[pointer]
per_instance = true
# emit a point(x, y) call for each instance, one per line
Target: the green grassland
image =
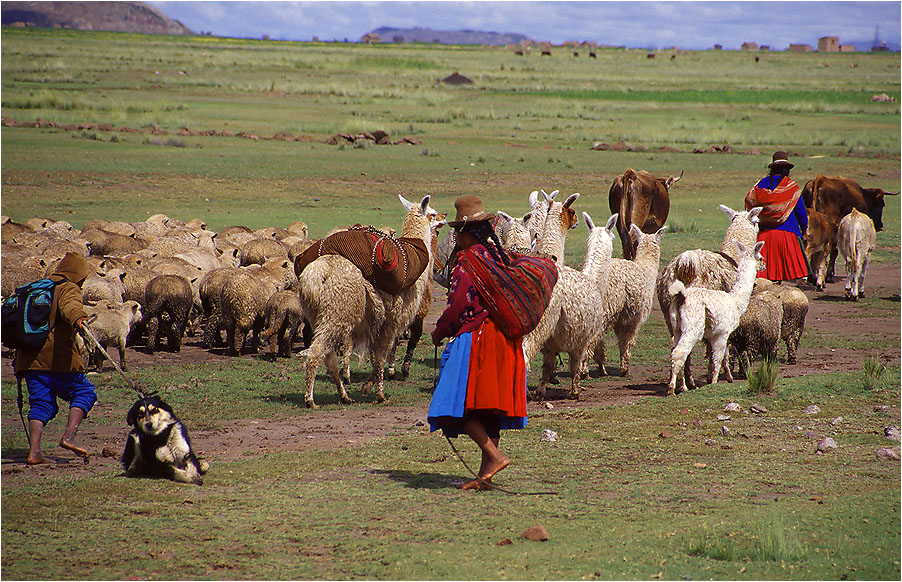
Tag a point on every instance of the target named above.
point(629, 504)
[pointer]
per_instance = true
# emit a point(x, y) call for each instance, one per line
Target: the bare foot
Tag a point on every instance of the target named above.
point(476, 485)
point(74, 448)
point(37, 460)
point(492, 468)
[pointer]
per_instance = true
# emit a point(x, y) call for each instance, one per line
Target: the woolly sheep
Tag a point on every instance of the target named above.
point(110, 328)
point(169, 300)
point(698, 312)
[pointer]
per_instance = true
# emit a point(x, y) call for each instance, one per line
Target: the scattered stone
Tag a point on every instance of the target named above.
point(887, 454)
point(536, 533)
point(826, 444)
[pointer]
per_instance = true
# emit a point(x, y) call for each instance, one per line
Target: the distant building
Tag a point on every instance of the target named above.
point(828, 44)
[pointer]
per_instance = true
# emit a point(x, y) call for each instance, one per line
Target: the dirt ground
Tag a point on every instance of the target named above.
point(350, 426)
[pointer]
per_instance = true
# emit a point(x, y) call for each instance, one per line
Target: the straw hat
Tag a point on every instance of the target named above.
point(780, 159)
point(469, 209)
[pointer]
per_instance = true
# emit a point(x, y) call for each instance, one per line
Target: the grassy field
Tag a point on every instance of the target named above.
point(628, 504)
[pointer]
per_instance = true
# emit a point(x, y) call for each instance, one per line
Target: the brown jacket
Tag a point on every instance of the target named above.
point(59, 353)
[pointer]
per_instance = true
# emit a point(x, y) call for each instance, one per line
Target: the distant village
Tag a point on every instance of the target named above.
point(826, 44)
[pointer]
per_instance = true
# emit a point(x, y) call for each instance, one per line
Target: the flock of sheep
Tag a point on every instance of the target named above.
point(161, 277)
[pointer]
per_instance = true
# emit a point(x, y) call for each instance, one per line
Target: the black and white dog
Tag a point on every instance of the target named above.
point(158, 446)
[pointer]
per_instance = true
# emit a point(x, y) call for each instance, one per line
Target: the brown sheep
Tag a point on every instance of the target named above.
point(169, 301)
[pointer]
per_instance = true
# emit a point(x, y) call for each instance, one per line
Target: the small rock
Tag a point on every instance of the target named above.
point(826, 444)
point(536, 533)
point(887, 454)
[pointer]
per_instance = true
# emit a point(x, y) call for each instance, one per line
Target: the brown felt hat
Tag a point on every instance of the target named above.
point(780, 159)
point(469, 209)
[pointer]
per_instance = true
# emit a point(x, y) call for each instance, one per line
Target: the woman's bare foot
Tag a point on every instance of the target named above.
point(69, 445)
point(38, 459)
point(476, 485)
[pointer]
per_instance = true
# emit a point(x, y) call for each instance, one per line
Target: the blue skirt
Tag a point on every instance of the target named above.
point(449, 399)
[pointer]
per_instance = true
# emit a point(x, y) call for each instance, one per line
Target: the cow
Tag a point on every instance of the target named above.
point(641, 199)
point(836, 197)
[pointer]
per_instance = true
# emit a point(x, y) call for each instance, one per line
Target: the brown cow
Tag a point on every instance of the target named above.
point(646, 204)
point(836, 197)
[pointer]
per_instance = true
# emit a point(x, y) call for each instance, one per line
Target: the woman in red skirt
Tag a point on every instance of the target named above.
point(782, 223)
point(482, 381)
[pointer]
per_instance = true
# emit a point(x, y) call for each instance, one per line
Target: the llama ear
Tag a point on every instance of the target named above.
point(728, 211)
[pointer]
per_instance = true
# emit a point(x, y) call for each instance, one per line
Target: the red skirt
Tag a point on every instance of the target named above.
point(497, 379)
point(783, 255)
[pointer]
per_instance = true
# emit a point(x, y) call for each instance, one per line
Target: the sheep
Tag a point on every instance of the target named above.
point(242, 301)
point(698, 312)
point(759, 329)
point(712, 270)
point(110, 328)
point(627, 297)
point(573, 316)
point(856, 238)
point(795, 310)
point(258, 250)
point(169, 300)
point(283, 317)
point(345, 309)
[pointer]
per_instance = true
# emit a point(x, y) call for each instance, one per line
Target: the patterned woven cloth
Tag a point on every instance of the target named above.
point(778, 200)
point(515, 296)
point(390, 264)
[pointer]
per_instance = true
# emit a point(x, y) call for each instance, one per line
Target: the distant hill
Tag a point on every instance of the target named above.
point(388, 34)
point(114, 16)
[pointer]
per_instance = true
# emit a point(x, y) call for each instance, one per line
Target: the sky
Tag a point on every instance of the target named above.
point(686, 25)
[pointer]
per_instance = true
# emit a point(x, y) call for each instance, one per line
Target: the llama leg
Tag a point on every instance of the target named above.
point(332, 365)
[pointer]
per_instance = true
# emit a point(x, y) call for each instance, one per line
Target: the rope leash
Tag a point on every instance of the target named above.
point(464, 463)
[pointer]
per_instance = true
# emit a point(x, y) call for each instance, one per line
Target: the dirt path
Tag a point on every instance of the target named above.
point(329, 429)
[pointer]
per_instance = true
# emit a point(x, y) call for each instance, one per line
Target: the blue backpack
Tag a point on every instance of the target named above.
point(26, 315)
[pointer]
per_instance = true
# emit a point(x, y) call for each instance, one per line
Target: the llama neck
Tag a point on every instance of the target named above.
point(598, 255)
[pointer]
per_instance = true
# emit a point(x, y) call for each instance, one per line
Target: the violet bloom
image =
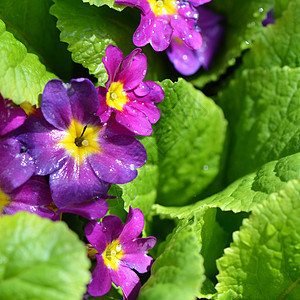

The exercise: Reproduce every entry with each "per_instance" swapped for "each_instance" and nothing else altered. Leave the pictures out.

Response to the task:
[pointer]
each_instance = true
# emit a point(x, y) call for each instance, one per line
Target: the green grassland
image =
Tag a point on every instance of the target named above.
point(629, 504)
[pointer]
each_instance = true
# emit a point(x, y) call for each instance, one per line
Target: the bare foot
Tag a point on every instance of the target named above.
point(476, 485)
point(74, 448)
point(37, 460)
point(492, 468)
[pointer]
each_instance = true
# emit a point(x, y) call for each instance, one per line
Target: the woolly sheep
Tag a point on every instance of the target named above.
point(110, 328)
point(169, 300)
point(698, 312)
[pointer]
each_instance = true
# emit a point(x, y) call for each instance, one per line
Target: the scattered stone
Tag a point on every instance of the target named above.
point(887, 454)
point(536, 533)
point(826, 444)
[pointer]
each_instance = true
# emit a point(x, y) call for each instance, one per line
Target: the distant building
Tag a point on every instance of the target named above.
point(828, 44)
[pointer]
each_instance = true
# emit a point(x, y) call for each instance, one per line
Target: the dirt ground
Tag a point on every instance of the target named above.
point(350, 426)
[pointer]
each_instance = true
# emit a point(x, y) call for each instance, one per line
Target: the straw hat
Tag a point on every instance of the target named above.
point(780, 159)
point(469, 209)
[pointer]
each_instance = true
# emit a point(x, y) call for each instance, one per line
Target: the grassy field
Tag a point on every instance of the target named above.
point(628, 504)
[pointer]
each_instance = true
# emit a point(x, y) call for each instance, one per line
Target: the brown jacket
Tag a point on every instance of the target named above.
point(59, 353)
[pointer]
each_instance = true
# emit a point(x, y) call for each instance, one per line
Target: the distant village
Tag a point on every instance of the target named above.
point(826, 44)
[pointer]
each_instance = true
# emit a point(x, y) call for each instance, one per line
Target: the flock of sheep
Tag a point on every instance of the target named above.
point(161, 277)
[pointer]
each_instance = true
# emit a point(x, y) call for each instance, one per line
Target: the black and white dog
Tag a point on every instance of the target named above.
point(158, 446)
[pointer]
each_instance = true
# emit a point(x, y) call for each instance, one per line
Target: the brown sheep
Tag a point on every instance of the target named above.
point(169, 301)
[pointer]
each_instance = true
# emit a point(x, y) call for each instance, one per line
Target: the small rock
Tag a point on every instance of the target named above.
point(826, 444)
point(536, 533)
point(887, 454)
[pointer]
each_instance = true
# emit a point(x, y) call for each instance, one per line
Target: the brown felt hat
Tag a point on every instance of the target named above.
point(780, 159)
point(469, 209)
[pointer]
each_instance = true
# emit a point(x, y) call for each instance, one per line
Target: the woman's bare foot
Tag a point on every instance of the target named above.
point(69, 445)
point(38, 459)
point(476, 485)
[pointer]
each_instance = true
# emit a point(x, y) call for each instance, one per line
Target: the blue skirt
Tag a point on every instance of the target named above.
point(449, 399)
[pointer]
each_instance = true
# emit a point(x, y) call for each instance, one per line
Target: the cow
Tag a point on every instance of the target named above.
point(641, 199)
point(836, 197)
[pointer]
each_instance = true
# emit a point(x, y) call for each instance, one per line
Target: the brown cow
Tag a point on every instance of the target named above.
point(646, 204)
point(836, 197)
[pointer]
each_instance = true
# emit a point(x, y) call for each instance, one per line
Target: the woman in red skirt
Tag a point on every instance of the target named above.
point(782, 223)
point(482, 381)
[pointer]
each_instance = true
# emit a point(x, y) call for each instance, one per line
Target: the llama ear
Tag a point on every instance of the target named above.
point(728, 211)
[pointer]
each_instance = true
# emit a point(x, y) call for each instance, one per line
Target: the red skirt
Tag a point on every instance of the target named above.
point(497, 379)
point(783, 255)
[pointer]
each_instance = true
# emit a point(x, y) call for each instance, one per line
Target: the sheep
Tag a point on every instance of the target named above.
point(242, 301)
point(698, 312)
point(759, 329)
point(712, 270)
point(110, 328)
point(627, 297)
point(573, 316)
point(856, 238)
point(795, 310)
point(258, 250)
point(169, 300)
point(283, 317)
point(345, 309)
[pointer]
each_instance = true
# emit a point(x, y) call for each instance, one per line
Target: the patterned woven cloth
Tag a point on every instance of the target named above.
point(778, 200)
point(515, 296)
point(390, 264)
[pointer]
each_instance = true
# emit a point(x, y) call for each instance, one per line
Target: the distant hill
Tag a point on every instance of the target named above.
point(388, 34)
point(114, 16)
[pointer]
each_instance = true
# emit a point(x, y) call for each instance, one per line
Target: the sky
Tag a point on every instance of the target named above.
point(686, 25)
[pointer]
each_instance = true
# emit a point(x, y) call for each instance, one per line
Target: the llama leg
Tag a point on every instance of the target named above.
point(332, 365)
[pointer]
each_instance = true
# emit a point(x, y) call for each instance, one per line
Target: the rope leash
Tag a point on every instance of the target named above.
point(464, 463)
[pointer]
each_instance = true
# emit a point(x, y) call for each instance, one per line
Target: the dirt path
Tag a point on every instance of the target named above.
point(329, 429)
[pointer]
each_instance = true
# emit a point(x, y) call for each instance, one per line
Target: the blue backpack
Tag a point on every instance of the target named above.
point(26, 315)
[pointer]
each_instance = true
# emit a point(x, y) call for each instance, one per line
Target: the llama neck
Tag a point on every instance of the target named above.
point(598, 255)
[pointer]
each_instance = true
# emit a point(x, y) call for each instance, one per line
Target: the violet bloom
image =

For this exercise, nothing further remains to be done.